#### Spatial localization data
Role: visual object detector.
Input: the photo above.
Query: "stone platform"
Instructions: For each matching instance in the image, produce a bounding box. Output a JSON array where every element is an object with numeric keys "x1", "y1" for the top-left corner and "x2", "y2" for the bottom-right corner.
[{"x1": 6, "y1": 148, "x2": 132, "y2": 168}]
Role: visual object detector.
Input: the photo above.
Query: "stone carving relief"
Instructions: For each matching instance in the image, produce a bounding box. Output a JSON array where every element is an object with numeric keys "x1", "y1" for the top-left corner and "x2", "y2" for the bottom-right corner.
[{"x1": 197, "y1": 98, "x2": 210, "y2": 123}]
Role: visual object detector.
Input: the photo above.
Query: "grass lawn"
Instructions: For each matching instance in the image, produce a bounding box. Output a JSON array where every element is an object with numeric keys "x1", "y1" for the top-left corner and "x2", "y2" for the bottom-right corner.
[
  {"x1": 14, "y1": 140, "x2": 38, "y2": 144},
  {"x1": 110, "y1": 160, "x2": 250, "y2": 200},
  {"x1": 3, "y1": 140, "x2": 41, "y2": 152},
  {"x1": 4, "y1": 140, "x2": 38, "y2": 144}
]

#### Task
All the lines above should be written out once more, exactly.

#### Reply to the task
Role: visual object detector.
Input: the photo above.
Query: "stone platform"
Instructions: For each matching instance in the image, produce a bounding box. Output a JSON array where every element is an object with numeric keys "x1", "y1" for the top-left corner and "x2", "y2" for the bottom-right corner.
[{"x1": 6, "y1": 148, "x2": 132, "y2": 168}]
Role: visual object detector.
Input: the photo above.
Query: "stone carving relief"
Instructions: For each matching instance in the image, produce a bounding box. Output a JSON array where every element is an object with numeric keys "x1", "y1" for the top-left corner and "x2", "y2" for the bottom-right corner.
[{"x1": 197, "y1": 98, "x2": 210, "y2": 123}]
Role: visual object detector.
Input: the photo above.
Query: "grass lawn"
Instructions: For each matching instance in the image, produce a bounding box. Output a JSON array where every element is an object with numeric keys "x1", "y1" for the top-left corner and "x2", "y2" for the bottom-right corner.
[
  {"x1": 14, "y1": 140, "x2": 38, "y2": 144},
  {"x1": 110, "y1": 160, "x2": 250, "y2": 200},
  {"x1": 3, "y1": 140, "x2": 41, "y2": 152},
  {"x1": 4, "y1": 140, "x2": 38, "y2": 144}
]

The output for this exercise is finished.